(Dataset records)
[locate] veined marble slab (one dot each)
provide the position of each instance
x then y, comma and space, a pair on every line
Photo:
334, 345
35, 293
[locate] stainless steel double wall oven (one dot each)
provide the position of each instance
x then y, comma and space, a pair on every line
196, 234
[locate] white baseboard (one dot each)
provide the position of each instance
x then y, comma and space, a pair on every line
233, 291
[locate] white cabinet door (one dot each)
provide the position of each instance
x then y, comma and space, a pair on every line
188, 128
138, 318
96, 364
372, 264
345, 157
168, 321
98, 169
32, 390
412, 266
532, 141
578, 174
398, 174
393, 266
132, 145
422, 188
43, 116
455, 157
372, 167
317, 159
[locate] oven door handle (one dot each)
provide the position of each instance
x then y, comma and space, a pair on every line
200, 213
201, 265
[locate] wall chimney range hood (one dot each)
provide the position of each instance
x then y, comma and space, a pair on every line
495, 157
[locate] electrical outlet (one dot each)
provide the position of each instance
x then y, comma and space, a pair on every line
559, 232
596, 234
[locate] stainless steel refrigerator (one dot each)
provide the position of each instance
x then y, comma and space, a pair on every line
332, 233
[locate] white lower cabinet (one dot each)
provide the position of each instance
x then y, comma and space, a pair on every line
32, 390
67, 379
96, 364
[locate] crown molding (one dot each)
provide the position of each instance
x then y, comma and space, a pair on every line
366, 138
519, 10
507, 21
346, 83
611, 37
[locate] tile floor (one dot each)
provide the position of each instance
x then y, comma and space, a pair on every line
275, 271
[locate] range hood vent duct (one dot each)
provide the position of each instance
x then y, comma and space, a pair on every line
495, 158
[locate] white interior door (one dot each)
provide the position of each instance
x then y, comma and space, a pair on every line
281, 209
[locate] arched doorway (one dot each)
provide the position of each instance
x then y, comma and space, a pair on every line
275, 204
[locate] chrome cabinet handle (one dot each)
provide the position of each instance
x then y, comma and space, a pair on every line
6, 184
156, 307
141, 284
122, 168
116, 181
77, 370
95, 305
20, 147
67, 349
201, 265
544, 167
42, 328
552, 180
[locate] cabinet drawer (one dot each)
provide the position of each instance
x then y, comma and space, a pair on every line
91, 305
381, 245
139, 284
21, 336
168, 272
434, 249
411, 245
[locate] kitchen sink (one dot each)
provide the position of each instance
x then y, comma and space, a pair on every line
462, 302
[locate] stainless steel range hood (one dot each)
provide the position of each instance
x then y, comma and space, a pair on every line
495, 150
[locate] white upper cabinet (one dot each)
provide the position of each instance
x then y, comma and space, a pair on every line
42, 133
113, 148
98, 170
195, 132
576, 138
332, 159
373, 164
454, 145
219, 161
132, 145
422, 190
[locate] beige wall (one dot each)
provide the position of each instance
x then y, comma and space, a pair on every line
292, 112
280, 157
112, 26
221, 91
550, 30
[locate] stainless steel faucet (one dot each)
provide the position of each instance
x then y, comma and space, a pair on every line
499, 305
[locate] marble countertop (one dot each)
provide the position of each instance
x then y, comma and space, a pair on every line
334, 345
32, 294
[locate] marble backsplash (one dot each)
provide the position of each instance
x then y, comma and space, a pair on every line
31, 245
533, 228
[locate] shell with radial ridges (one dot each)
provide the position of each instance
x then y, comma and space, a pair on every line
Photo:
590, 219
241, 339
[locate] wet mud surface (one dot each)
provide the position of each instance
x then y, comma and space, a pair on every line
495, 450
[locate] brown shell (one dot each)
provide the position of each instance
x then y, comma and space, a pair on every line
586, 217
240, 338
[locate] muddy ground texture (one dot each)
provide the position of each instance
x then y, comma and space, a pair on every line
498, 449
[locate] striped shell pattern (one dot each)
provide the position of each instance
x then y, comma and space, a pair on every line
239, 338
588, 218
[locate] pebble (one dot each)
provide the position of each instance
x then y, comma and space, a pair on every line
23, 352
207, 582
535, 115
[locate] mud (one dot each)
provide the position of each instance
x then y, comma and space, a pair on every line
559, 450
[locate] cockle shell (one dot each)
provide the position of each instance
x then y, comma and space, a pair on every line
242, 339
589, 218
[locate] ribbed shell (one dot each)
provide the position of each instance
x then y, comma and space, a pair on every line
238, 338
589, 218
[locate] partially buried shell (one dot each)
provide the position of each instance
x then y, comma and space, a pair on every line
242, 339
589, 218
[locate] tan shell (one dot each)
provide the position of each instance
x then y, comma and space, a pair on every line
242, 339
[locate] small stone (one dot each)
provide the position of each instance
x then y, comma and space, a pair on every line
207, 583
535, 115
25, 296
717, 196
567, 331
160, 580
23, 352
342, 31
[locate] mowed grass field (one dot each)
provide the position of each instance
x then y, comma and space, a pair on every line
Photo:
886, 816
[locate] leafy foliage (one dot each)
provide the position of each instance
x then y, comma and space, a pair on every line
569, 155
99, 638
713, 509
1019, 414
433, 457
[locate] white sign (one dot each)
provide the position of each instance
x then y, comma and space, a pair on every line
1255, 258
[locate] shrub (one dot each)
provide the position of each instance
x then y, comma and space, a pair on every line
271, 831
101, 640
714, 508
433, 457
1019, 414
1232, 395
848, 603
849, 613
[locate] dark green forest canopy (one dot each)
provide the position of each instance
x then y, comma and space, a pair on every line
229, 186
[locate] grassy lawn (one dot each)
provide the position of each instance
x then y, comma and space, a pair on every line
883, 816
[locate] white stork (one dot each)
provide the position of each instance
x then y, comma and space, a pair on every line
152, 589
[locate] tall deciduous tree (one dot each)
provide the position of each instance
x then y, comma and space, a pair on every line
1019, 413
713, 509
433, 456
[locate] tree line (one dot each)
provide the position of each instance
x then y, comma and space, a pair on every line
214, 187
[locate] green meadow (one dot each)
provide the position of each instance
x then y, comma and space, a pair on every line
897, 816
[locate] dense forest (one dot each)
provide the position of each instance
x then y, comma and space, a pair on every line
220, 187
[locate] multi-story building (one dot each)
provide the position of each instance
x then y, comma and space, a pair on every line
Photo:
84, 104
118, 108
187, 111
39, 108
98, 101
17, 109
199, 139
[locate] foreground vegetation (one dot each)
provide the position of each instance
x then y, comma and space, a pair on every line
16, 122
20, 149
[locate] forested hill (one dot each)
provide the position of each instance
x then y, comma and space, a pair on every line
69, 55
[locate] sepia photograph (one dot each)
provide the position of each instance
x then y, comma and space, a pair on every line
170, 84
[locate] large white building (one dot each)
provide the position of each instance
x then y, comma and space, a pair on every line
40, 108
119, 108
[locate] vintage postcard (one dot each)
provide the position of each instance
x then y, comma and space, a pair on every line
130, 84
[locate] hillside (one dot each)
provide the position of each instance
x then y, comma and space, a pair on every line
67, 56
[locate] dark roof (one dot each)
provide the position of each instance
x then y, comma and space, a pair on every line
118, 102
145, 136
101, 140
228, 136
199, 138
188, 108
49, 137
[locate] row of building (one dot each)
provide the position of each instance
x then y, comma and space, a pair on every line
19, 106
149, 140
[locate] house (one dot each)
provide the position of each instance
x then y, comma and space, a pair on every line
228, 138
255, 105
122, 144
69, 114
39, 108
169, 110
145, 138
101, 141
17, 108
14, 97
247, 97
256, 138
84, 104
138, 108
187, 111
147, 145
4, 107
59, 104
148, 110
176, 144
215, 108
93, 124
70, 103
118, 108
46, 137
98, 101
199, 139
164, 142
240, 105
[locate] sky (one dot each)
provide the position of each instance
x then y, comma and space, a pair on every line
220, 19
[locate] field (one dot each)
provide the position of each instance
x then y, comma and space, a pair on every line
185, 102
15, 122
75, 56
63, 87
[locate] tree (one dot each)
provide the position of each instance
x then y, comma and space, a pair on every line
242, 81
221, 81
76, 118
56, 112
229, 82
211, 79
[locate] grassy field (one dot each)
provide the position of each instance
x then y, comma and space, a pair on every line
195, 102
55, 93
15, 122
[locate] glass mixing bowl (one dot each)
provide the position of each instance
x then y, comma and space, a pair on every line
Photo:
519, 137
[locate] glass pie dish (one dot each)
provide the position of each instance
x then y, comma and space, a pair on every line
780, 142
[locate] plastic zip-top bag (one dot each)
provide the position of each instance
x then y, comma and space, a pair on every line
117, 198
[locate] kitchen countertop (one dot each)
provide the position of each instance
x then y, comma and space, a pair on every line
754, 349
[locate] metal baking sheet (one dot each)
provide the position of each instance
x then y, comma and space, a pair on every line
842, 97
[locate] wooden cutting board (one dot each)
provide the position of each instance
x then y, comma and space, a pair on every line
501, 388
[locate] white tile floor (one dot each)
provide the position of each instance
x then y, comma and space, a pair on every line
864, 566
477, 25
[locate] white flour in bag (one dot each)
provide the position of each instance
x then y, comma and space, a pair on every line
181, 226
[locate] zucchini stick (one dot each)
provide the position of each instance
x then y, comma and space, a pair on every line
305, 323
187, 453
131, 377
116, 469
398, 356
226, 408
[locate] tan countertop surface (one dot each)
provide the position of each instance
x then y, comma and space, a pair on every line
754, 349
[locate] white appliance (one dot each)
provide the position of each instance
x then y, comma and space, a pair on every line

**What you will do:**
Only the lines from the one containing "[locate] glass pie dish (one dot each)" through the end of the entries above belong in the answer; repeat them exactly.

**Solution:**
[locate] glass pie dish (one dot each)
provide the position of each instance
x then y, comma and space, a pair on every line
780, 142
[locate] plastic zip-top bag (one dot each)
provide the position of each instance
x then y, comma and space, a pair on every line
117, 198
[locate] kitchen countertop (one dot each)
provide the position of each instance
x then y, comma and space, a pair on every line
754, 349
[locate] metal baking sheet (one dot each)
provide the position of each instance
x then y, comma and space, a pair on every line
842, 97
[locate] wooden cutting board (one dot each)
provide the position of each instance
x then y, comma and space, a pair on every line
501, 388
[locate] white tile floor (one dot each)
provide the position of each instance
x then y, comma and space, a pair on every line
864, 566
477, 25
[locate] white flour in bag (one dot each)
provide the position of each instance
x then y, comma and space, a pair on every line
181, 226
[locate] zucchini stick (one dot each)
provide the position of each instance
x then y, comma and space, a pair on every line
305, 323
187, 453
131, 377
116, 469
398, 356
226, 408
[locate] tan countertop surface (one dot each)
provide the position of each instance
x then y, comma and space, a pair on every line
754, 349
[locate] white appliance (one dot each)
provide the position of each instance
x then y, comma and space, a pair on every line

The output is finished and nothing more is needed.